WRITTEN REQUEST: Your task is to repeat, word for word, the line containing "Where can the shallow" and all lines that follow it to the end of the material, and no other lines.

DATA FOR THIS EXERCISE:
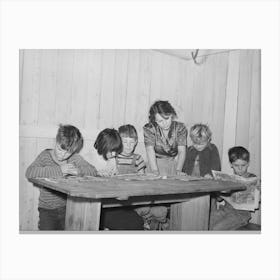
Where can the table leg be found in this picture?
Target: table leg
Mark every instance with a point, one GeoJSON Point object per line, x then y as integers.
{"type": "Point", "coordinates": [190, 215]}
{"type": "Point", "coordinates": [82, 214]}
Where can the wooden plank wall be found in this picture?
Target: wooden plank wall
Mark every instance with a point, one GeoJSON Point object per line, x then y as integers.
{"type": "Point", "coordinates": [95, 89]}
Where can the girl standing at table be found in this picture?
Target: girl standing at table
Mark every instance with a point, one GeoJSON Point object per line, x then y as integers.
{"type": "Point", "coordinates": [165, 139]}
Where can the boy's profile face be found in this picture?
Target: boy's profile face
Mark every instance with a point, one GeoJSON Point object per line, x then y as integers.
{"type": "Point", "coordinates": [111, 154]}
{"type": "Point", "coordinates": [163, 122]}
{"type": "Point", "coordinates": [129, 145]}
{"type": "Point", "coordinates": [61, 154]}
{"type": "Point", "coordinates": [240, 167]}
{"type": "Point", "coordinates": [200, 143]}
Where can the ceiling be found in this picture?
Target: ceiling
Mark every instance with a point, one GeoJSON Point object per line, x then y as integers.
{"type": "Point", "coordinates": [187, 53]}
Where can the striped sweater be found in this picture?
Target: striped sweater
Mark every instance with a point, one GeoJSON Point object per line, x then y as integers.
{"type": "Point", "coordinates": [45, 167]}
{"type": "Point", "coordinates": [133, 163]}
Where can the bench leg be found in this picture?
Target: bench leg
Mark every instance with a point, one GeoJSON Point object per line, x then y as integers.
{"type": "Point", "coordinates": [82, 214]}
{"type": "Point", "coordinates": [191, 215]}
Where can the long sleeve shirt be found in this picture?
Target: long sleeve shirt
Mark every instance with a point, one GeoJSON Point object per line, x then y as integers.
{"type": "Point", "coordinates": [45, 167]}
{"type": "Point", "coordinates": [208, 158]}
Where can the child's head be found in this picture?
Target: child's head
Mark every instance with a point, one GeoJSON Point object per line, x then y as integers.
{"type": "Point", "coordinates": [239, 158]}
{"type": "Point", "coordinates": [162, 113]}
{"type": "Point", "coordinates": [108, 143]}
{"type": "Point", "coordinates": [200, 135]}
{"type": "Point", "coordinates": [68, 141]}
{"type": "Point", "coordinates": [129, 138]}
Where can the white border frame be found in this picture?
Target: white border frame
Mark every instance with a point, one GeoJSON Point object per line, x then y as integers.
{"type": "Point", "coordinates": [203, 24]}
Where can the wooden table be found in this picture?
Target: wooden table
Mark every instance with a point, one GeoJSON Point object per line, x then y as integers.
{"type": "Point", "coordinates": [190, 200]}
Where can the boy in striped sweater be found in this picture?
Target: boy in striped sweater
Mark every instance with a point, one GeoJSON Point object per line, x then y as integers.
{"type": "Point", "coordinates": [61, 161]}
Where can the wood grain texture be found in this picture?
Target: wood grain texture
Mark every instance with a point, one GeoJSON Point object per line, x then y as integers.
{"type": "Point", "coordinates": [82, 214]}
{"type": "Point", "coordinates": [231, 105]}
{"type": "Point", "coordinates": [83, 86]}
{"type": "Point", "coordinates": [191, 215]}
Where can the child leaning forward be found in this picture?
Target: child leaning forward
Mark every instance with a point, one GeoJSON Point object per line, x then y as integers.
{"type": "Point", "coordinates": [62, 160]}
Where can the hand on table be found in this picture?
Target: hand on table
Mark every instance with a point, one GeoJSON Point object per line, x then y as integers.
{"type": "Point", "coordinates": [208, 176]}
{"type": "Point", "coordinates": [180, 173]}
{"type": "Point", "coordinates": [69, 168]}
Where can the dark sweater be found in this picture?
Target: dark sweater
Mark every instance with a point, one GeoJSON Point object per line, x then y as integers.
{"type": "Point", "coordinates": [209, 159]}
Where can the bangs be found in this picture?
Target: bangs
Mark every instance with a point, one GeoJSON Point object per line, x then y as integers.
{"type": "Point", "coordinates": [114, 145]}
{"type": "Point", "coordinates": [128, 131]}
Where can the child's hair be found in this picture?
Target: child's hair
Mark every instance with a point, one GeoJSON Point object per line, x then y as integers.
{"type": "Point", "coordinates": [164, 108]}
{"type": "Point", "coordinates": [238, 152]}
{"type": "Point", "coordinates": [128, 130]}
{"type": "Point", "coordinates": [199, 131]}
{"type": "Point", "coordinates": [108, 140]}
{"type": "Point", "coordinates": [69, 138]}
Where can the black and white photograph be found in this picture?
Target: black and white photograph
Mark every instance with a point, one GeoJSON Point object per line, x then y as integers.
{"type": "Point", "coordinates": [139, 140]}
{"type": "Point", "coordinates": [122, 139]}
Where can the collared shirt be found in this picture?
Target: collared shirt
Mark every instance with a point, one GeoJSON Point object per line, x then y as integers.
{"type": "Point", "coordinates": [165, 147]}
{"type": "Point", "coordinates": [129, 163]}
{"type": "Point", "coordinates": [209, 160]}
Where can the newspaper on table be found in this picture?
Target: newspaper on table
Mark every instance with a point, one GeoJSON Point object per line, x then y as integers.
{"type": "Point", "coordinates": [242, 200]}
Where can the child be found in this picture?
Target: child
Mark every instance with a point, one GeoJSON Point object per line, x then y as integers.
{"type": "Point", "coordinates": [202, 156]}
{"type": "Point", "coordinates": [228, 218]}
{"type": "Point", "coordinates": [109, 144]}
{"type": "Point", "coordinates": [239, 159]}
{"type": "Point", "coordinates": [127, 161]}
{"type": "Point", "coordinates": [54, 163]}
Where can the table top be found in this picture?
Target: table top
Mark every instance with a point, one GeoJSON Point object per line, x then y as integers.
{"type": "Point", "coordinates": [98, 187]}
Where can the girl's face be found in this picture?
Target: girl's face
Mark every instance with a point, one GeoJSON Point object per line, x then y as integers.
{"type": "Point", "coordinates": [164, 122]}
{"type": "Point", "coordinates": [240, 167]}
{"type": "Point", "coordinates": [61, 154]}
{"type": "Point", "coordinates": [110, 155]}
{"type": "Point", "coordinates": [128, 145]}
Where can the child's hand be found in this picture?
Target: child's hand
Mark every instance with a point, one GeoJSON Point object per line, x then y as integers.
{"type": "Point", "coordinates": [69, 168]}
{"type": "Point", "coordinates": [207, 176]}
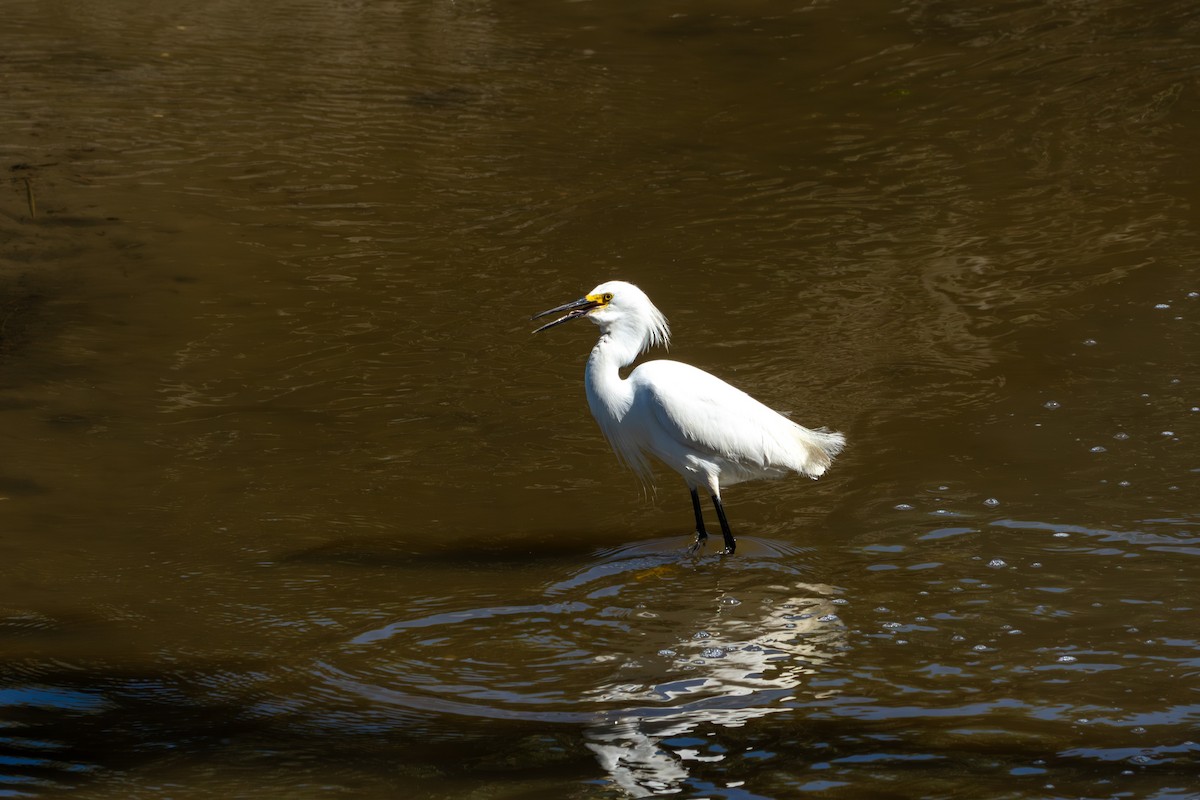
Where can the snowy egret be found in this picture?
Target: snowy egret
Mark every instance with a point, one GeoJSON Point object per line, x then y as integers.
{"type": "Point", "coordinates": [709, 432]}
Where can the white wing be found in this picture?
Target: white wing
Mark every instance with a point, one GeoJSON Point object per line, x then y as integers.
{"type": "Point", "coordinates": [709, 417]}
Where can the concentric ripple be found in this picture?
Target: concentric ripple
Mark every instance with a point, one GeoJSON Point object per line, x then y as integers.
{"type": "Point", "coordinates": [635, 647]}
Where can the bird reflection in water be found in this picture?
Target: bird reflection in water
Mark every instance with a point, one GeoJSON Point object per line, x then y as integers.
{"type": "Point", "coordinates": [732, 671]}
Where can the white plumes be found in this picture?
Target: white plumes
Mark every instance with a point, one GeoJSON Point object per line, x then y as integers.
{"type": "Point", "coordinates": [706, 429]}
{"type": "Point", "coordinates": [709, 432]}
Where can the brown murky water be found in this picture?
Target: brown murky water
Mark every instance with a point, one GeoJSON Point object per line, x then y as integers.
{"type": "Point", "coordinates": [293, 505]}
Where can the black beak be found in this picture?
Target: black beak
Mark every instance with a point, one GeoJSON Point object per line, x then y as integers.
{"type": "Point", "coordinates": [574, 310]}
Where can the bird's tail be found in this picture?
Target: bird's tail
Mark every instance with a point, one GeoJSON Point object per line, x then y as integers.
{"type": "Point", "coordinates": [820, 449]}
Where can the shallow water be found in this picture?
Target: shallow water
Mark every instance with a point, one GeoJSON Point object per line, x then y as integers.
{"type": "Point", "coordinates": [294, 505]}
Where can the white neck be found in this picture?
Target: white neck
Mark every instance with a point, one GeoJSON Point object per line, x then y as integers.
{"type": "Point", "coordinates": [610, 395]}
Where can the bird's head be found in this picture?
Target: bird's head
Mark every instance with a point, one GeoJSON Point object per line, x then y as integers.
{"type": "Point", "coordinates": [621, 310]}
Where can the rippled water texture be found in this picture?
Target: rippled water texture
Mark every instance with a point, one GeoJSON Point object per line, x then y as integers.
{"type": "Point", "coordinates": [293, 505]}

RESULT:
Where can the shallow water be found in this picture?
Target: shallow water
Mark every instance with a point, one GeoJSON Point object per line, x then y as integers.
{"type": "Point", "coordinates": [294, 505]}
Where can the white neck be found in this picture?
Target: white neck
Mark every instance with a point, one GeoJSON Point object per line, x then y as integers.
{"type": "Point", "coordinates": [610, 395]}
Where can the bird's head be found in this picture?
Target: bird's head
Mark every instance with a point, one GeoJSON Point object per line, x then y as integers.
{"type": "Point", "coordinates": [621, 310]}
Where can the rippled water texture be found in this picture?
Target: rippled water texture
Mark every instance with a point, one GeoJSON Point object per line, x then y as integers.
{"type": "Point", "coordinates": [293, 505]}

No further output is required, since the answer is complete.